▶ [Provided material]
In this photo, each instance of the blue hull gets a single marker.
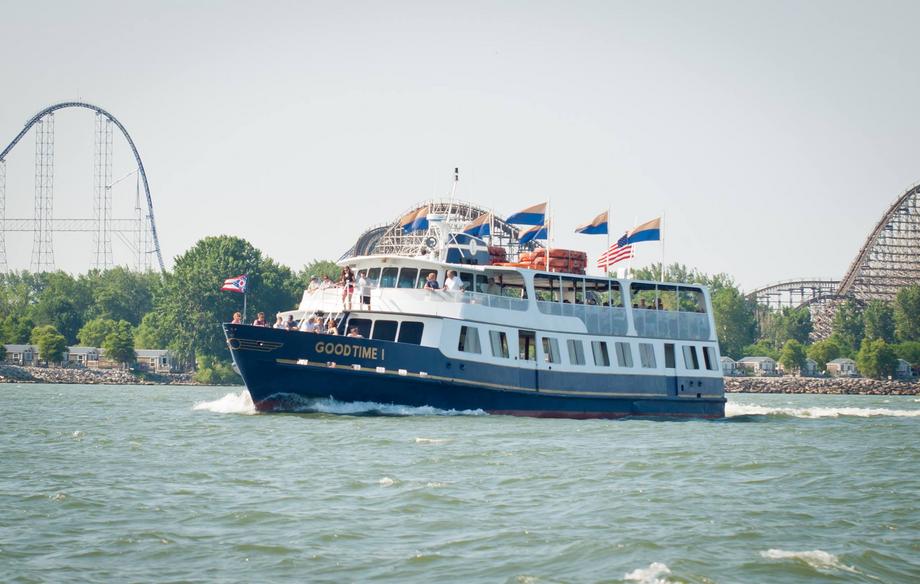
(277, 363)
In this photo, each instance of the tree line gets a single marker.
(181, 310)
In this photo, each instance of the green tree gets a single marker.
(822, 352)
(120, 294)
(848, 328)
(792, 356)
(95, 331)
(907, 313)
(760, 349)
(62, 302)
(876, 359)
(51, 344)
(879, 321)
(152, 332)
(16, 329)
(909, 351)
(119, 343)
(786, 324)
(736, 325)
(192, 306)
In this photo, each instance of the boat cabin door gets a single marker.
(527, 357)
(670, 368)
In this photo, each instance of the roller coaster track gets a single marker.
(137, 157)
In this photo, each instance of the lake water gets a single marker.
(177, 484)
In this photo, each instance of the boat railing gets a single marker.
(671, 324)
(599, 320)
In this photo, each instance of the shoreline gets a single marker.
(86, 376)
(821, 385)
(793, 385)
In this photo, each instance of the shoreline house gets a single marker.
(83, 356)
(842, 367)
(155, 360)
(757, 365)
(903, 370)
(25, 355)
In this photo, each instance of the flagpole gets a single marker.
(607, 249)
(661, 231)
(549, 231)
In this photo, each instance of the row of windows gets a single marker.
(623, 351)
(407, 331)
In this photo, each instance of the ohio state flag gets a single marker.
(235, 284)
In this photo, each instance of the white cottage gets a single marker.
(842, 367)
(757, 365)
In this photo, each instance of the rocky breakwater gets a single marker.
(834, 385)
(17, 374)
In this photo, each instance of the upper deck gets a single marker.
(530, 298)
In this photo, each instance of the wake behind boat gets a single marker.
(448, 321)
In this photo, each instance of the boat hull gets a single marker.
(277, 364)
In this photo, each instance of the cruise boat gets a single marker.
(518, 339)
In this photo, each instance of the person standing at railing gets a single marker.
(364, 292)
(431, 282)
(347, 281)
(452, 283)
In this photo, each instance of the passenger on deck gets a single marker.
(347, 281)
(364, 292)
(452, 283)
(431, 282)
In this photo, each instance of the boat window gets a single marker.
(499, 341)
(596, 291)
(691, 300)
(647, 355)
(669, 361)
(601, 357)
(512, 285)
(615, 296)
(690, 358)
(624, 354)
(527, 345)
(573, 290)
(709, 356)
(363, 325)
(388, 277)
(469, 340)
(407, 278)
(654, 296)
(410, 331)
(547, 287)
(550, 350)
(384, 330)
(423, 276)
(576, 352)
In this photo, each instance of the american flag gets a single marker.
(235, 284)
(619, 251)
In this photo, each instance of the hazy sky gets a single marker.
(773, 134)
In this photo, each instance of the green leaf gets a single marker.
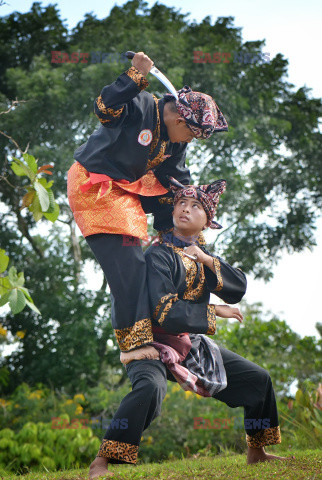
(21, 279)
(26, 293)
(4, 260)
(5, 285)
(31, 161)
(33, 307)
(42, 195)
(17, 301)
(20, 169)
(4, 299)
(54, 215)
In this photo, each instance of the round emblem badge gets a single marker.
(145, 137)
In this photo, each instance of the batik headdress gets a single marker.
(200, 112)
(207, 195)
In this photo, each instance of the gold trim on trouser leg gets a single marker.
(119, 451)
(132, 337)
(267, 436)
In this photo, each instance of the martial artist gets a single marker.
(181, 275)
(120, 175)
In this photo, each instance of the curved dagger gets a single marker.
(159, 75)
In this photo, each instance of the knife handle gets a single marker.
(129, 54)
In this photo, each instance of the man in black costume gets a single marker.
(181, 275)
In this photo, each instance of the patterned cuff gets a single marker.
(107, 114)
(137, 77)
(164, 306)
(131, 337)
(218, 273)
(211, 318)
(268, 436)
(118, 451)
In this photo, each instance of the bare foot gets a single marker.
(98, 468)
(255, 455)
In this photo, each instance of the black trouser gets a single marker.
(248, 386)
(124, 267)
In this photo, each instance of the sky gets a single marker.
(292, 28)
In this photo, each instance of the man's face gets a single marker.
(189, 216)
(178, 131)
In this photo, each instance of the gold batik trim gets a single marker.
(108, 111)
(137, 77)
(164, 200)
(191, 293)
(119, 451)
(131, 337)
(154, 162)
(211, 318)
(167, 301)
(267, 436)
(220, 283)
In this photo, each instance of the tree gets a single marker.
(269, 342)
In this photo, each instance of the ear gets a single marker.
(180, 120)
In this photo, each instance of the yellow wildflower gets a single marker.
(78, 410)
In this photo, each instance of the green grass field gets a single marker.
(306, 466)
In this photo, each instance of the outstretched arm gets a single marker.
(225, 281)
(111, 106)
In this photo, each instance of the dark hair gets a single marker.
(172, 104)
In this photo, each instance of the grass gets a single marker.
(306, 466)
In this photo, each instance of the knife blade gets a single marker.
(159, 75)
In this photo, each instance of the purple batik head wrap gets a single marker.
(200, 112)
(207, 195)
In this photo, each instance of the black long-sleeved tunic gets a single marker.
(132, 139)
(179, 287)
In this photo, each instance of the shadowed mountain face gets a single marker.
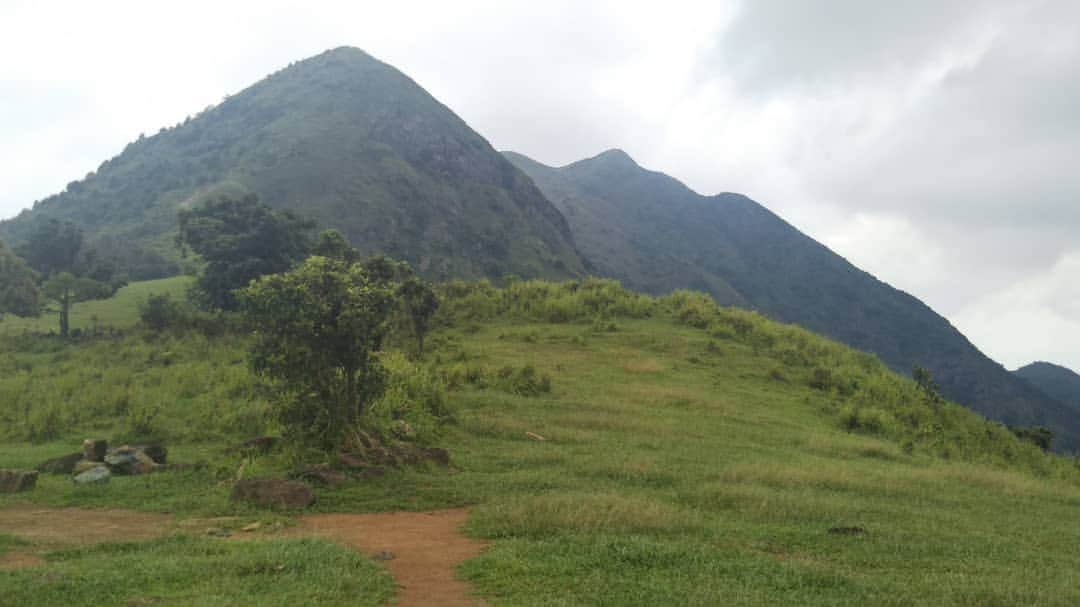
(348, 140)
(656, 234)
(1056, 381)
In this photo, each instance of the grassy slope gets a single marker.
(119, 311)
(656, 234)
(683, 466)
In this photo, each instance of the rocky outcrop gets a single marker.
(15, 481)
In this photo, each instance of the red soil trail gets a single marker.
(426, 550)
(422, 550)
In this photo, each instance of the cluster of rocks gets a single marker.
(15, 481)
(97, 462)
(369, 460)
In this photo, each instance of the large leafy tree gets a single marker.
(65, 288)
(71, 270)
(240, 240)
(18, 285)
(420, 305)
(318, 327)
(54, 246)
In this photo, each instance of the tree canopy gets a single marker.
(240, 240)
(18, 285)
(318, 327)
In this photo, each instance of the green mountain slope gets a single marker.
(657, 234)
(348, 140)
(691, 456)
(1056, 381)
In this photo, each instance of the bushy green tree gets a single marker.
(420, 305)
(72, 271)
(53, 247)
(240, 240)
(18, 285)
(65, 288)
(316, 329)
(334, 245)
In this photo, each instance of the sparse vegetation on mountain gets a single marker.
(18, 285)
(318, 327)
(657, 235)
(347, 140)
(240, 240)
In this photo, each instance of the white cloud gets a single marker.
(931, 142)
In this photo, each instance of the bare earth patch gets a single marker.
(422, 550)
(14, 561)
(53, 528)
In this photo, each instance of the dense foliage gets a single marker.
(318, 328)
(1054, 380)
(240, 240)
(657, 235)
(342, 138)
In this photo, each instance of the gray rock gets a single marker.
(63, 464)
(94, 449)
(273, 494)
(123, 463)
(15, 481)
(94, 475)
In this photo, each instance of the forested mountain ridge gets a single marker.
(348, 140)
(1056, 381)
(657, 234)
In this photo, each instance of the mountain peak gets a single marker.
(615, 157)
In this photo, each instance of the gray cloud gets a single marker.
(931, 143)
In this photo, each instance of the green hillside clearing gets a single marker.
(690, 456)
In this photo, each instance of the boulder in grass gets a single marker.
(95, 475)
(273, 494)
(15, 481)
(63, 464)
(123, 463)
(157, 453)
(94, 449)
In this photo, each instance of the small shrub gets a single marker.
(160, 312)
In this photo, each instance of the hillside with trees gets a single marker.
(341, 138)
(657, 234)
(1056, 381)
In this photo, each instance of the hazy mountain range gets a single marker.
(360, 147)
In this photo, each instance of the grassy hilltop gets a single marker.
(691, 455)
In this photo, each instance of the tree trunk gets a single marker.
(65, 306)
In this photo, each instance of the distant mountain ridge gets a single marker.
(360, 147)
(1056, 381)
(350, 142)
(653, 232)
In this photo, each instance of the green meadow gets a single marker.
(615, 449)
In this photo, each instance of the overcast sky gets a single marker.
(932, 143)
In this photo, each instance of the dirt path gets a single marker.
(421, 549)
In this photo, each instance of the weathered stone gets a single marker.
(437, 455)
(259, 445)
(374, 472)
(15, 481)
(63, 464)
(273, 494)
(352, 460)
(144, 463)
(83, 466)
(322, 476)
(94, 449)
(94, 475)
(124, 462)
(157, 453)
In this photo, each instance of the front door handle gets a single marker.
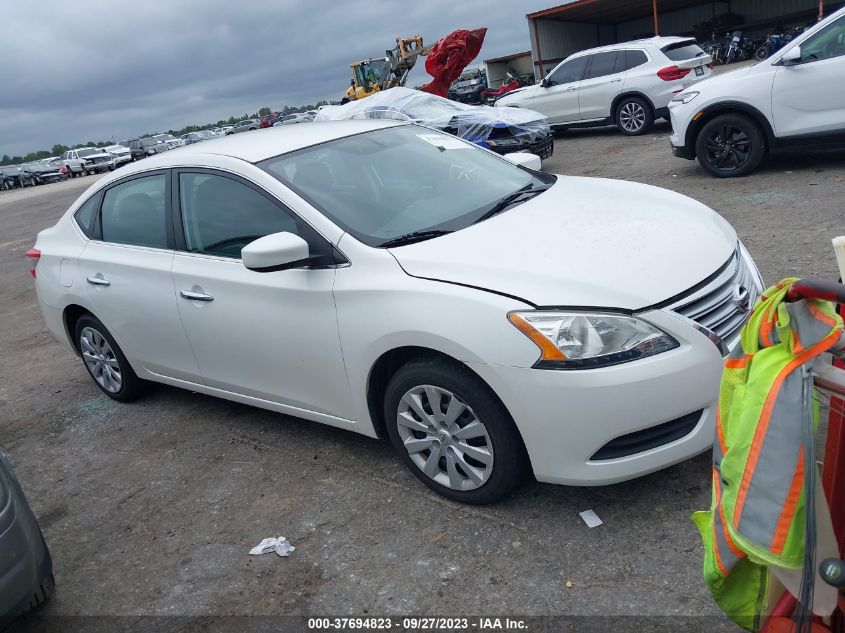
(190, 295)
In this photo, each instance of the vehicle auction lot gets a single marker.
(152, 507)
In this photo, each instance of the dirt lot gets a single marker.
(151, 508)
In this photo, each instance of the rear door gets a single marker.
(600, 86)
(269, 335)
(809, 97)
(557, 98)
(128, 280)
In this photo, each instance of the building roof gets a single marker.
(507, 58)
(610, 11)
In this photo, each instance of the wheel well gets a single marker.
(727, 108)
(70, 316)
(625, 95)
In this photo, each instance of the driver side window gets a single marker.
(570, 71)
(221, 215)
(826, 44)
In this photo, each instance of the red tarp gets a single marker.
(449, 56)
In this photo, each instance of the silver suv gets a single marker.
(629, 85)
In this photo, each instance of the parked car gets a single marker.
(389, 279)
(200, 135)
(168, 139)
(86, 160)
(793, 99)
(246, 125)
(294, 117)
(629, 84)
(503, 130)
(26, 568)
(142, 147)
(122, 155)
(469, 87)
(44, 172)
(13, 177)
(267, 120)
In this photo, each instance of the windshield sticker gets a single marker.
(444, 142)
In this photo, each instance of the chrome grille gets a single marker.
(720, 305)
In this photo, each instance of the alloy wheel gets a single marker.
(727, 148)
(632, 116)
(444, 438)
(100, 360)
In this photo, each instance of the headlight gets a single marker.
(685, 97)
(578, 340)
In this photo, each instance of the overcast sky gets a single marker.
(97, 69)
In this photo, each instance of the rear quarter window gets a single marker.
(682, 51)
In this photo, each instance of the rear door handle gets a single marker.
(190, 295)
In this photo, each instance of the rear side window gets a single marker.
(572, 70)
(86, 214)
(602, 64)
(683, 51)
(134, 213)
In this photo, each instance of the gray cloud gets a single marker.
(93, 70)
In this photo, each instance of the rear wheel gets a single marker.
(105, 361)
(730, 145)
(634, 116)
(452, 432)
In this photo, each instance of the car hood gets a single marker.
(584, 242)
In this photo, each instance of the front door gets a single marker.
(600, 86)
(808, 98)
(126, 268)
(271, 335)
(557, 98)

▶ [Task instructions]
Reproduce the data from the line containing "In this photo, each instance of the building" through the end of the data, inclusive, substituting "back" for each occurrence of "rear" and leaving everything else unchanged.

▶ [Response]
In this photo, each instance of the building roof gets a single marker.
(507, 58)
(610, 11)
In this photo, each instance of the wheel well gets a single marker.
(727, 108)
(70, 316)
(625, 95)
In this photo, each instance of the driver side window gets a single marker.
(570, 71)
(221, 215)
(826, 44)
In this photo, each instance of the red tarp gets a single marker.
(449, 56)
In this photo, each instance of the silver suv gets a single marker.
(629, 85)
In this photo, each instance of the parked car gets a single marker.
(389, 279)
(200, 135)
(168, 139)
(86, 160)
(793, 99)
(246, 125)
(294, 117)
(629, 84)
(503, 130)
(26, 568)
(142, 147)
(122, 155)
(469, 87)
(44, 172)
(13, 177)
(267, 120)
In this photo, each instance of the windshield sticker gets a single marker.
(444, 142)
In this photo, each instance of the chrome grille gets a single marker.
(720, 305)
In this photo, each instance of the alloy wheel gets a single marker.
(727, 148)
(632, 116)
(444, 438)
(100, 360)
In this photo, each instance of the headlight gets a single marker.
(685, 97)
(578, 340)
In this photo, each instance of the overcast sky gets a single marker.
(97, 69)
In this photo, each instance of the back quarter window gets a single marker.
(682, 51)
In this photo, each instance of the back door handle gets a single marker.
(190, 295)
In this photo, each instance of the back side window gets a single marker.
(572, 70)
(86, 214)
(602, 64)
(683, 51)
(134, 213)
In this photo, each instance of the gray cloud gets a single marker.
(93, 70)
In this photo, each instance of the back wheel gets a single marker.
(105, 361)
(730, 145)
(634, 116)
(452, 432)
In this photo, each instance of the car hood gets a single marker.
(584, 242)
In this photo, each instance of the front door gets a single marker.
(600, 86)
(808, 98)
(126, 268)
(271, 335)
(557, 98)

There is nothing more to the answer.